◆ **Work to be completed**
Set the listing down again, exactly as it stands below.

** Opening Provided data block **

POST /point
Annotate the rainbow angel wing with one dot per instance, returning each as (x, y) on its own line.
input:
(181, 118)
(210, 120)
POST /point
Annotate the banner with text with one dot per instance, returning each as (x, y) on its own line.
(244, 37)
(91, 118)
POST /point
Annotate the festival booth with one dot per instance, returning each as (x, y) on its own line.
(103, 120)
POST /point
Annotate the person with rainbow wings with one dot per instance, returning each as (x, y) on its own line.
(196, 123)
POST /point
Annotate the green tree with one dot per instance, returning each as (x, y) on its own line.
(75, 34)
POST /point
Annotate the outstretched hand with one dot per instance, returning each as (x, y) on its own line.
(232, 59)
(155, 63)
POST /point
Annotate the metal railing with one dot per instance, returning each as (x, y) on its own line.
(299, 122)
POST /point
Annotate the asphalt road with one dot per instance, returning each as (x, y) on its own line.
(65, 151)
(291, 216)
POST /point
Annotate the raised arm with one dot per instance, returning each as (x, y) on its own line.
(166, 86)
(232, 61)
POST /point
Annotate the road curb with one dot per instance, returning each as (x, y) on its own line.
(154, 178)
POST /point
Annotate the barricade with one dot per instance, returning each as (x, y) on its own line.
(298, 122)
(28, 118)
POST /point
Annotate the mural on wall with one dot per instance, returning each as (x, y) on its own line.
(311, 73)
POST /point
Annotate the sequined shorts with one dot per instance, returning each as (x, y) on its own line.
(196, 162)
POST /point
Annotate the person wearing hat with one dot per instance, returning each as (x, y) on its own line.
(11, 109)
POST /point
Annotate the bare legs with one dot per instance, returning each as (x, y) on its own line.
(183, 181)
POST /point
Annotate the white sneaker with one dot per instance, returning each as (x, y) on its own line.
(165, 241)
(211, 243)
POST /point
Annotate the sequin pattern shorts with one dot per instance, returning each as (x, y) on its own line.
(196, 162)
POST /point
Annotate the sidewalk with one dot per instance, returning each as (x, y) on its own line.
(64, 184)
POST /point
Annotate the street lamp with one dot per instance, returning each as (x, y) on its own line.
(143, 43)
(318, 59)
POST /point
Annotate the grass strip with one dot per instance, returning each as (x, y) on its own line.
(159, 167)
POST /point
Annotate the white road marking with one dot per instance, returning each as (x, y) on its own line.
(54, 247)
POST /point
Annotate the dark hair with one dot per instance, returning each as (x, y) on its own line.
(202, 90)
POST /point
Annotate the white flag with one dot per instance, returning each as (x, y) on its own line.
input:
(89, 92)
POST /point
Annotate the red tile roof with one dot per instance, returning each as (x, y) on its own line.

** Closing Provided data block **

◆ **Answer to the exercise**
POST /point
Annotate the rainbow angel wing with one dot per instance, returning each as (x, y) on its own line.
input:
(181, 118)
(210, 120)
POST /point
Annotate the banner with text with one dot per instance, returning each as (x, y) on its own line.
(244, 37)
(91, 118)
POST /point
Annotate the festival booth with one dot per instance, returning each as (x, y) on its own line.
(103, 120)
POST /point
Annotate the person with rainbow wings with one dot per instance, returning each as (x, y) on its own line.
(196, 123)
POST /point
Annotate the green tree with one dot per instance, returning each as (x, y) on its own line.
(75, 34)
POST /point
Annotate the outstretched hand with one dot per instance, returning each as (x, y) on its own line.
(232, 59)
(155, 63)
POST /point
Annotate the metal railing with one dot per instance, returning each as (x, y) on its own line.
(299, 122)
POST /point
Annotate the asphalt road with one dot per instance, returning each as (x, y) on its own line.
(65, 151)
(291, 216)
POST /point
Annotate the raised arm with one dot per instance, returning each as (x, y) on its own line.
(166, 86)
(232, 61)
POST /point
Annotate the road curb with one dot per instance, returning each as (x, y) on its own line.
(154, 178)
POST /point
Annotate the barricade with one dot per instance, returning each as (x, y) on its own line.
(298, 122)
(28, 118)
POST /point
Annotate the mural on wall with one dot per instance, returning each as (x, y) on its own line.
(311, 73)
POST /point
Annotate the sequined shorts with one dot per instance, returning each as (x, y) on its own line.
(196, 162)
POST /point
Annotate the person wearing hat with one dot per instance, returning each as (x, y) on its own line.
(11, 109)
POST /point
Annotate the bare legs with one dot per instance, returning each as (x, y) on its own line.
(183, 181)
POST /point
Annotate the white sneaker with one dot per instance, returning each as (x, y) on its own line.
(165, 241)
(211, 243)
POST /point
Annotate the sequin pattern shorts with one dot per instance, returning each as (x, y) on its own line.
(196, 162)
POST /point
Annotate the sidewalk with one dot per instance, returning each as (x, y) on its own line.
(64, 184)
POST /point
Annotate the street lamp with one dot per instance, returning each as (x, y) on its own line.
(143, 43)
(318, 59)
POST /point
Annotate the grass strip with one dot per instance, returning each as (x, y) on its own line.
(159, 167)
POST /point
Annotate the white road marking with one dot per instance, returning each as (x, y) on its own line.
(54, 247)
POST /point
Annotate the dark hair with one dot per instance, returning each as (x, y) on its own line.
(202, 90)
POST /point
Annotate the white flag with one dot per instance, returning each as (x, y) on its own line.
input:
(89, 92)
POST /point
Annotate the red tile roof with one dot per instance, returning each as (x, y) on its own line.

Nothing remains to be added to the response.